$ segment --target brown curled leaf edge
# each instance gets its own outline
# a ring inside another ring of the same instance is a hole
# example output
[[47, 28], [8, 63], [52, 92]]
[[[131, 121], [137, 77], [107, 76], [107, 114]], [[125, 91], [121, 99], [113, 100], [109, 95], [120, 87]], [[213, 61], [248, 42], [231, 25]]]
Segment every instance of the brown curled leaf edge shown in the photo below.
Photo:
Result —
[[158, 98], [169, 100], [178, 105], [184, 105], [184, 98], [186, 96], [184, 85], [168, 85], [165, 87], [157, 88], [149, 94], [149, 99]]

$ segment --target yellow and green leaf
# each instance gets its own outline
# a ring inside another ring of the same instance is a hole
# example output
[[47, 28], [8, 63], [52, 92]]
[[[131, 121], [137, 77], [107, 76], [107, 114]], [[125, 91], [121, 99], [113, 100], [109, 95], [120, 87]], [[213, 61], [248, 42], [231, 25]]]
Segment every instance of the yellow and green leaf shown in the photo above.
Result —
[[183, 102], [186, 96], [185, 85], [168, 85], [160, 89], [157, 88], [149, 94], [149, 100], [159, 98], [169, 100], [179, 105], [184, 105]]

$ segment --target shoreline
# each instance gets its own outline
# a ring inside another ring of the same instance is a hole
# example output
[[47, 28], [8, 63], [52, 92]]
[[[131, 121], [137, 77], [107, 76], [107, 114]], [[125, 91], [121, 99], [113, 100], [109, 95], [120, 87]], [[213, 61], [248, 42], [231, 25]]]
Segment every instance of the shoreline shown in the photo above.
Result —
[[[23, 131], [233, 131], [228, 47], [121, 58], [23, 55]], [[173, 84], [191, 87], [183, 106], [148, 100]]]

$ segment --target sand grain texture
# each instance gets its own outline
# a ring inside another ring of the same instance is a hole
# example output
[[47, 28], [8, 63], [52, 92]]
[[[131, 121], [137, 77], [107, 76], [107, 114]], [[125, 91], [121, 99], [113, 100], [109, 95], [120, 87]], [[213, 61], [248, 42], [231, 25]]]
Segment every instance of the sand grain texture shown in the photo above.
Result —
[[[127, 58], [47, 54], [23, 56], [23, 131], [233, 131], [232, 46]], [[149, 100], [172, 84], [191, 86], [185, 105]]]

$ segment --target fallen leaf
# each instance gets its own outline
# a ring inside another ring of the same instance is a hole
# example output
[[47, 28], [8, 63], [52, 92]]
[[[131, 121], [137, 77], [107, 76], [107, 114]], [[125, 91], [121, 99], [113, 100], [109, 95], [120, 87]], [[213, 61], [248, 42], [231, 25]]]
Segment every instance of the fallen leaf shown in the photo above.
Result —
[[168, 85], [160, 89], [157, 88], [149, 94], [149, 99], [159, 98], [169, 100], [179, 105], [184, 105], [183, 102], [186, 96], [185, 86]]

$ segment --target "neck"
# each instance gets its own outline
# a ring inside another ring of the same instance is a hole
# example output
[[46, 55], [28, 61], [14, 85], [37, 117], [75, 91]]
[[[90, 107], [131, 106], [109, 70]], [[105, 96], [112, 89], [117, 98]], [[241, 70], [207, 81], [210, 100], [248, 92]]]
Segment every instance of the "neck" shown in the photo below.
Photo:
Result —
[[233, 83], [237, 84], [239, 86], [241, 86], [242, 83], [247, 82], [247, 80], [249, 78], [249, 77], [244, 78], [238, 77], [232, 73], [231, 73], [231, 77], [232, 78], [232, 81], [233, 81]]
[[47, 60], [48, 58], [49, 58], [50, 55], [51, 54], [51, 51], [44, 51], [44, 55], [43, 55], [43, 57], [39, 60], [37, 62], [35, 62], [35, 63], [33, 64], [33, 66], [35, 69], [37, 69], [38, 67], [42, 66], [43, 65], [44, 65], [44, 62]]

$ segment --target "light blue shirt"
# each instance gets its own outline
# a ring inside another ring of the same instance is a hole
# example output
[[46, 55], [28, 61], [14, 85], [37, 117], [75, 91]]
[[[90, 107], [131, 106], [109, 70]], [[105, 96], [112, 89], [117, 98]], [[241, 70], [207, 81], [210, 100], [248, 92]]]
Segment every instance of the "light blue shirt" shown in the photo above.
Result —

______

> _DO THIS_:
Copy the entries again, starting at the line that contains "--target sand grain texture" and ending at the line that contains "86], [185, 105]]]", with both of those lines included. Increase every coordinate in the answers by 119, and leave all numbers in the requests and their sample outputs as they are.

> _EXERCISE RESPONSE_:
$ segment --target sand grain texture
# each instance gets its own outline
# a ring inside another ring of the same instance is a hole
# example output
[[47, 28], [8, 63], [52, 92]]
[[[131, 121], [137, 77], [107, 76], [107, 114]], [[125, 91], [121, 99], [113, 100], [109, 95], [120, 87]], [[213, 61], [248, 42], [231, 25]]]
Segment every instance of the sand grain texture shown in the photo above.
Result —
[[[246, 177], [166, 173], [142, 175], [142, 250], [352, 250], [351, 165]], [[268, 219], [291, 203], [310, 205], [304, 224]]]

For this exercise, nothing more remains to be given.